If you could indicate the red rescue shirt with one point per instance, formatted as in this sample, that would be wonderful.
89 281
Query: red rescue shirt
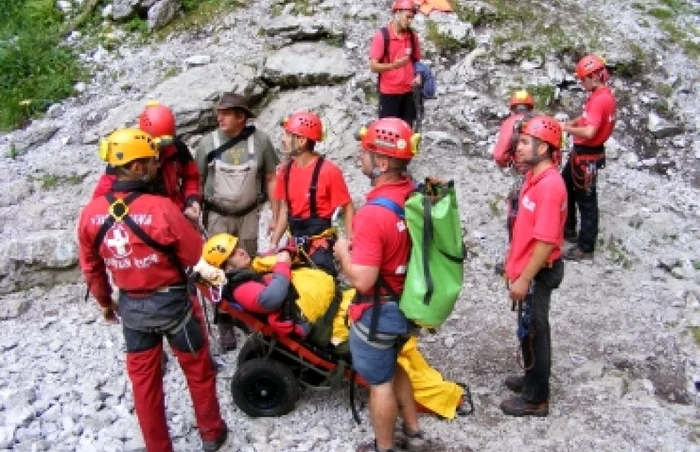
396 81
541 218
332 191
134 265
178 173
599 111
502 150
381 238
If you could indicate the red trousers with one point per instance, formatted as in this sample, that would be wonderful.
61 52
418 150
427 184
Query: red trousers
146 375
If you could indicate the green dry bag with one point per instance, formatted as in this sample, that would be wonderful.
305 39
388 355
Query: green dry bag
436 263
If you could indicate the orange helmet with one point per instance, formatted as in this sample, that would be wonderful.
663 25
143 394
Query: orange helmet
588 65
391 137
304 124
402 5
544 128
157 120
521 97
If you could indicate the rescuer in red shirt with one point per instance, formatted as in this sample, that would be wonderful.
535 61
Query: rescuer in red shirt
590 130
145 243
533 266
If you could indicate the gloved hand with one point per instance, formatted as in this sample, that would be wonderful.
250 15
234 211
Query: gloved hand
212 275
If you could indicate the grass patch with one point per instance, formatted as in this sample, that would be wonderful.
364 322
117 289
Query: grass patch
543 95
618 253
49 182
661 13
35 69
445 42
695 331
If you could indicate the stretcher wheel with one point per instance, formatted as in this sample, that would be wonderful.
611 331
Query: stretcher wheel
264 388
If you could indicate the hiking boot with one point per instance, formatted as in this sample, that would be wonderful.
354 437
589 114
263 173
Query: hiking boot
215 444
517 406
227 337
570 235
413 442
371 446
515 383
577 255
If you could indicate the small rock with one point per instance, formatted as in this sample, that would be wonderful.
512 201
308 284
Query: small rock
198 60
660 127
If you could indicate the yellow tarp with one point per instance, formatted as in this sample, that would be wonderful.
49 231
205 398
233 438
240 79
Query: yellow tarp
316 290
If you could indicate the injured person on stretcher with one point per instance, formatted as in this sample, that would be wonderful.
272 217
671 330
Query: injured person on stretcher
307 302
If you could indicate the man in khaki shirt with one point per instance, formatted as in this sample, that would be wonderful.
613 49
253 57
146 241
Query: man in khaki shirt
237 164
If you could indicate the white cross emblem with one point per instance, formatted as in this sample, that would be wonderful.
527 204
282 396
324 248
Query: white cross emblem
117 240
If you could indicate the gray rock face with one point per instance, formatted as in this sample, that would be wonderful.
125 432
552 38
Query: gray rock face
44 258
622 326
304 64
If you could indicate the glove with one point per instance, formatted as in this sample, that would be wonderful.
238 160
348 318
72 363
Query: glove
212 275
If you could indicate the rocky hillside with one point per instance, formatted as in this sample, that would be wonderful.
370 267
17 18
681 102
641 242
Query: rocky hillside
626 328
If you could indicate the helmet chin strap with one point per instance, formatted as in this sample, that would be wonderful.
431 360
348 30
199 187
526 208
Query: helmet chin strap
535 158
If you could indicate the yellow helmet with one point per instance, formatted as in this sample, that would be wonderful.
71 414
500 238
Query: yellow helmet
126 145
219 248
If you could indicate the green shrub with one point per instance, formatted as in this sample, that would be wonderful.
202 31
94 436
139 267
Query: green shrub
35 69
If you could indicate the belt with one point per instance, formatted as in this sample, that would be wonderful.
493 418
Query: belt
230 213
164 289
370 299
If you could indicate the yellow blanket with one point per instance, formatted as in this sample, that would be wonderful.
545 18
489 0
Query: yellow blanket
316 290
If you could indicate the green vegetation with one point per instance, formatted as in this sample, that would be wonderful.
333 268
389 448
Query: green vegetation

============================================================

Rewrite all of the rows above with every "wonderful" changed to "greatly appreciated" and everything else left as it is, omitting the pictures.

Written response:
If you could indicate the red rescue shirt with one point per instance, formatted as in this sample, that would be greatly appreciated.
89 281
Query: red rescue shirt
396 81
541 218
332 191
134 265
178 173
599 111
502 150
381 238
If you could indicate the red trousers with one point per instance, formatted as in this sample, that would be greatly appreciated.
61 52
418 150
427 184
Query: red trousers
146 375
If you could indicate the green dry bag with one point per instance, formatted as in this sample, that would be greatly appreciated.
305 39
388 355
Query: green dry bag
436 263
If you could indicate the orange helmet with one point per instance, formatted as in this sample, that would be greatly appreciated.
663 25
143 394
Query: orange helmet
588 65
391 137
304 124
402 5
544 128
157 120
521 97
If you could indicate the rescuer in red shirt with one point per instance, formatted as in this sample, that would be greatly appreciated.
535 61
Query: rescuer in red shirt
590 130
145 243
533 266
If you could indicate the gloved hand with one point per instance, formatted as in this sample, that would be greatly appreciated.
250 15
234 211
Query: gloved hand
212 275
If you could indicate the grass patch with one point per instance, formatted as in this sample, that would be greatly appreciated.
364 322
117 289
Query: grass patch
543 95
618 253
49 182
661 13
35 69
445 42
695 331
If you could indicate the stretcher wheel with one point per instance, formatted as in this sample, that would be greatly appreciated.
611 331
Query: stretcher wheel
264 388
If you could indicate the hiking boot with one point per instance, formatted as in this sample, that would be greatly appreciated.
354 437
589 114
263 173
Query: hiking boot
215 444
517 406
227 337
570 235
413 442
371 446
515 383
577 255
If you could indicate the small rock with one point per instance, formatted as in this sample, that would be greatly appreciated.
512 201
308 284
Query: small rock
198 60
660 127
If you could indicate the yellow tarp with one point per instance, formatted as in this sample, that would be greatly appreciated.
49 231
205 398
233 438
240 79
Query: yellow tarp
316 290
If you could indicate the injured person on stretcher with one point per instance, formatted as in this sample, that would be greatly appreciated.
272 217
671 330
Query: injured person on stretcher
307 302
If you could indicate the man in khaki shirt with one point per instance, formatted as in this sample, that would be greatly appreciated.
613 49
253 57
146 241
Query: man in khaki shirt
237 164
If you could indicate the white cross emblem with one point per instance, formatted as in this sample, that would be greatly appreciated.
527 204
282 396
324 248
Query: white cross emblem
117 240
If you could indicate the gray rock face with one point per instance, formatted as in this sample, that would be greatly appreciated.
125 432
552 38
Query: gray rock face
44 258
622 326
304 64
If you could indicate the glove with one point per instance, formatted as in this sample, that would be greatly appreciated.
238 160
348 318
72 363
Query: glove
212 275
If you could indicate the rocky hillside with one point per instance, formatted as in this sample, that would be greatly appreciated.
370 267
17 18
681 102
641 242
Query: rocky hillside
626 328
If you could indicate the helmet chin strap with one point per instance, formatted as in this sample, that would be greatly appreciated.
431 360
348 30
199 187
526 208
Query: helmet chin strap
535 158
If you could indicate the yellow helmet with one point per instance, formatted as in this sample, that would be greatly appreciated.
71 414
500 238
Query: yellow helmet
126 145
219 248
If you could indicate the green shrub with one point per instance, formatted as in this sample, that would be greatly appreciated.
202 31
94 436
139 267
Query: green shrub
35 69
If you could indicate the belt with one point per instance, formatted as in this sample, that would be greatly appreciated.
493 418
Query: belt
230 213
164 289
370 299
If you could indicate the yellow blanket with one point per instance, formatted as in this sample, that would be greatly appreciated.
545 18
489 0
Query: yellow blanket
316 290
If you could indicate the green vegetation with one point per instance, formatted as in this sample, that would be greatly appreciated.
333 268
389 448
Query: green vegetation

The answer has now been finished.